* _ACTIVITY_:
What is needed here is every entry, retyped exactly.

*** Block opens ***

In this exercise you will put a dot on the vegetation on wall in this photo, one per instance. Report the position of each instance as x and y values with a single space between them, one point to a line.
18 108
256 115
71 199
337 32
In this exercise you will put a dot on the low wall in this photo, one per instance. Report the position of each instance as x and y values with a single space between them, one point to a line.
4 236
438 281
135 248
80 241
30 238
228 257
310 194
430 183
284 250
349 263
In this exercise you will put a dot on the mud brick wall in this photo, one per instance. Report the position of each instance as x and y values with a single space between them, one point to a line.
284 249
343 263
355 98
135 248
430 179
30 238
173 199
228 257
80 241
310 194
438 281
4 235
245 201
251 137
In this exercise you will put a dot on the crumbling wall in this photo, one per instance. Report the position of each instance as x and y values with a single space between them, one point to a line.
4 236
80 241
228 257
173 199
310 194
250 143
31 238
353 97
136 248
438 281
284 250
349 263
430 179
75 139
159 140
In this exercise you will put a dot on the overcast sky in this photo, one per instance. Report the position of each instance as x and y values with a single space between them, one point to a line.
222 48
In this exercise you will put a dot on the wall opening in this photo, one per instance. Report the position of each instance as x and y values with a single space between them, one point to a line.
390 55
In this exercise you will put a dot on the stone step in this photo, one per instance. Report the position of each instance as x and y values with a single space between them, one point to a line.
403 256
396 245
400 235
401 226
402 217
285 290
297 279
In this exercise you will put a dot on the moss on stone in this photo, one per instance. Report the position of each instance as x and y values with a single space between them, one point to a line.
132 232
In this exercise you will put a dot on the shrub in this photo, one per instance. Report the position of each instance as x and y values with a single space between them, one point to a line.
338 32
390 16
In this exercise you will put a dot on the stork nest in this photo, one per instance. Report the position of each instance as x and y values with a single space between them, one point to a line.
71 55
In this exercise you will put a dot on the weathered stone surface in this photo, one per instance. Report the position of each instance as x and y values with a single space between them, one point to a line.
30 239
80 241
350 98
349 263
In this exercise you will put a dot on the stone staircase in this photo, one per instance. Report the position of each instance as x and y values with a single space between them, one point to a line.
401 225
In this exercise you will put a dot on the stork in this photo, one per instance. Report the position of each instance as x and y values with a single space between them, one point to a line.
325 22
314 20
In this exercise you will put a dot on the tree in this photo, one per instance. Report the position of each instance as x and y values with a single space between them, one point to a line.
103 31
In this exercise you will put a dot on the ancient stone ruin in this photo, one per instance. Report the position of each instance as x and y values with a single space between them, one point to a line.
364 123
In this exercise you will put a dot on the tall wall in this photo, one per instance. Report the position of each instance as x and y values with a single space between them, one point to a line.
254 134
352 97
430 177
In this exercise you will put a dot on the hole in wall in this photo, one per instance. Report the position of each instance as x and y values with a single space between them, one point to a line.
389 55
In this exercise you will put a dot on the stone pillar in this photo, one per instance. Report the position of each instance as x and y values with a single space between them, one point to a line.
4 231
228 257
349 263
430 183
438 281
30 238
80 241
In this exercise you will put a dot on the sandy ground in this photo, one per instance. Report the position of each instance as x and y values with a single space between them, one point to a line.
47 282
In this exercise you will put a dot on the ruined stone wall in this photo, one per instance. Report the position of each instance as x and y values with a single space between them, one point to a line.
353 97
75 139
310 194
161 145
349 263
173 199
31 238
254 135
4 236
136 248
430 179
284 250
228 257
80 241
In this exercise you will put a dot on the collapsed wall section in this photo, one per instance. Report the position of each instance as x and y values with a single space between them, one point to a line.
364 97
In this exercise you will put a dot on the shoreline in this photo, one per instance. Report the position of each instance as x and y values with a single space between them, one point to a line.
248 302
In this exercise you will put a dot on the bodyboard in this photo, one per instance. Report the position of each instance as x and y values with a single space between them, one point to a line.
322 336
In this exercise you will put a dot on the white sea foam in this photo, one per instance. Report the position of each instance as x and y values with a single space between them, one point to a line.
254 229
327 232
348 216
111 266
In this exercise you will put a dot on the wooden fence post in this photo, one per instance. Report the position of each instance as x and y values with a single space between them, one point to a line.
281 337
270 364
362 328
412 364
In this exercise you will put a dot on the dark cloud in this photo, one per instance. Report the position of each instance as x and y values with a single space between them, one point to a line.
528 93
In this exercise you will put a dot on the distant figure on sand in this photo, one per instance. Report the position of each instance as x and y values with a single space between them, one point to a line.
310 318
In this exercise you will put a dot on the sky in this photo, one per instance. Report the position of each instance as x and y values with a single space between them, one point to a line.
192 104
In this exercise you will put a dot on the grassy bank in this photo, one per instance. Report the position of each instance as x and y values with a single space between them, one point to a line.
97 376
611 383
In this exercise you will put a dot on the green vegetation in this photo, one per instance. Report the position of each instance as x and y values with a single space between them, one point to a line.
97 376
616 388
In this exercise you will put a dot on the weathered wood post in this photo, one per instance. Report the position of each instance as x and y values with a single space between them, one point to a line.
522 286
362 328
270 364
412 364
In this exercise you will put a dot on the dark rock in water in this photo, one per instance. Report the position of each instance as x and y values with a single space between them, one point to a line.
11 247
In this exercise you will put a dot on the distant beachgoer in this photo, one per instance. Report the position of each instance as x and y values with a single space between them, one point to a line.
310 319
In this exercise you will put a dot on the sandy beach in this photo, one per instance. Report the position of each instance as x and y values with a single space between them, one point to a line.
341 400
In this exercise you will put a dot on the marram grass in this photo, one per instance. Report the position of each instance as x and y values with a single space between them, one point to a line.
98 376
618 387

*** Block closes ***

* _PROBLEM SOLUTION_:
In this exercise you will put a dot on the vegetation on wall in this photo, one per instance. Report the position of each instance as x and y values with a single space between them, one point to a line.
18 108
256 115
71 199
337 32
In this exercise you will put a dot on the low wall in this photo, one per instance. Report the position of each instance as x and y values with a single space between them, one point to a line.
4 236
438 281
135 248
80 241
30 238
228 257
310 194
430 183
284 250
349 263
In this exercise you will put a dot on the mud brick wall in this photo, one per instance. Report the position of each instance as x and y values with a single space between them, one point to a line.
284 249
343 263
355 98
135 248
430 179
30 238
173 199
228 257
80 241
310 194
438 281
4 235
245 201
251 137
In this exercise you will put a dot on the crumbling wall in this photo, one per instance. Report the position of each instance as x and y values with a single space between them, one point to a line.
4 236
80 241
228 257
173 199
310 194
250 143
31 238
353 97
136 248
438 281
284 250
349 263
430 179
75 139
159 140
In this exercise you will put a dot on the overcast sky in this photo, one per instance. Report the position of each instance as x and y values with a single space between them, one point to a line.
222 48
In this exercise you will put a dot on the wall opening in this photo, one per instance. Report the position of each instance as x and y values with a single space between them, one point to a line.
390 55
In this exercise you will put a dot on the stone step in this photo, one per instance. Report the position of each instance as x and y values with a single space between them, one point to a line.
403 256
396 245
400 235
401 226
402 217
285 290
297 279
In this exercise you will put a dot on the moss on stone in this photo, one per instance. Report the position of each instance as x and y values with a single space between them, one point to a line.
132 232
In this exercise you will put a dot on the shrub in this photo, one per instance. Report the position of each instance as x and y values with a single space between them, one point to a line.
338 32
390 16
In this exercise you will put a dot on the stork nest in this photo, one per instance. Report the position of each instance as x and y values with a single space between them, one point to a line.
71 55
In this exercise you will put a dot on the weathered stone surface in this photo, one per instance. Report the position of each instance as x and y values with a single space between them, one point to a line.
30 239
80 241
350 98
349 263
In this exercise you will put a dot on the stone staircase in this photo, one per instance. Report the position of each instance as x and y values with a single space between them, one point to a line.
401 225
In this exercise you will put a dot on the stork in this photo, one per instance. Report the position of each instance as x and y values with a single space between them, one point to a line.
325 22
314 20
In this exercise you will put a dot on the tree in this photo, one per instance. Report the position of each instance as x and y values with a single space between them, one point to a line.
103 31
In this exercise you will put a dot on the ancient stone ruin in this photo, one per instance. Report the position of each instance as x and y values with a single space between them, one point to a line.
364 123
In this exercise you will put a dot on the tall wall in this photo, one per instance. Report the position of each instance as x and y values with a single space between them, one point to a line.
254 134
352 97
430 177
In this exercise you will put a dot on the hole in wall in this photo, one per instance. Report the position of each instance as x and y values with a single space between them, one point to a line.
389 55
In this exercise you will put a dot on the stone pillar in this photo, one per instance. Report the position of each instance as x and y values with a single space between them, one point to a line.
4 231
228 257
349 263
430 183
438 281
30 238
80 241
In this exercise you will put a dot on the sandy ground in this photo, one per instance. Report the position of each instance as x and y values with a single space between them, one point to a line.
47 282
In this exercise you will put a dot on the ruined stone wall in this photo, one per instance. Report the position of each instance as x and y values with a single space between them, one point to a line.
353 97
75 139
310 194
161 145
349 263
173 199
31 238
254 135
4 236
136 248
430 179
284 250
228 257
80 241
In this exercise you will put a dot on the collapsed wall section in this photo, one per instance. Report the position of each instance as x and y values with a single space between them, one point to a line.
364 97
In this exercise you will put a dot on the shoreline in this photo, one per instance. Report the position of each instance as x and y values with a single space between them, one point to a line.
248 302
In this exercise you will put a dot on the bodyboard in this photo, one per instance. Report the position of each instance as x and y values with a single space between them, one point to a line.
322 336
In this exercise you will put a dot on the white sea foam in this photo, one per instance. Report the position of each instance as x and y values with a single space between them, one point to a line.
254 229
327 232
348 216
111 266
In this exercise you will put a dot on the wooden fence post in this photo, one per instance. Report the position of each instance as x and y values with a single space between them, one point to a line.
281 337
270 364
362 328
412 364
In this exercise you will put a dot on the dark cloud in this photo, one per instance. Report the position of each instance as x and y values with a single space between them, one point to a line.
528 93
In this exercise you will put a dot on the distant figure on sand in this photo, one per instance. Report the position of each instance as x and y values with a single space between them, one point to a line.
310 318
In this exercise you will put a dot on the sky in this photo, one per instance. Report the position of each instance as x and y values with a single space between them, one point to a line.
192 104
In this exercise you will put a dot on the grassy bank in this photo, one per instance. Report the position of each instance as x and y values with a single space between them, one point to a line.
97 376
611 383
In this exercise you will put a dot on the green vegetation in this photo, one per instance. Report the position of each instance as x and y values with a single space between them, one point to a line.
97 376
616 388
In this exercise you will put a dot on the weathered wood post in this photo, one per instance. Report the position of each instance as x and y values with a single space between them, one point to a line.
522 286
362 328
270 364
412 364
In this exercise you will put a dot on the dark rock in water in this photo, one per instance. Report the position of each instance as x and y values with a single space between them, one point to a line.
11 247
In this exercise you will put a dot on the distant beachgoer in this photo, one per instance. Report the position of each instance as x and y values with a single space between them, one point to a line.
310 319
In this exercise you will put a dot on the sandy beach in this photo, one per instance. Report the position of each instance as x and y values with a single space between them, one point to a line.
341 400
In this exercise you will put a dot on the marram grass in this photo, one per instance. Report the position of each instance as x and y values with a single space between them, one point to a line.
98 376
618 387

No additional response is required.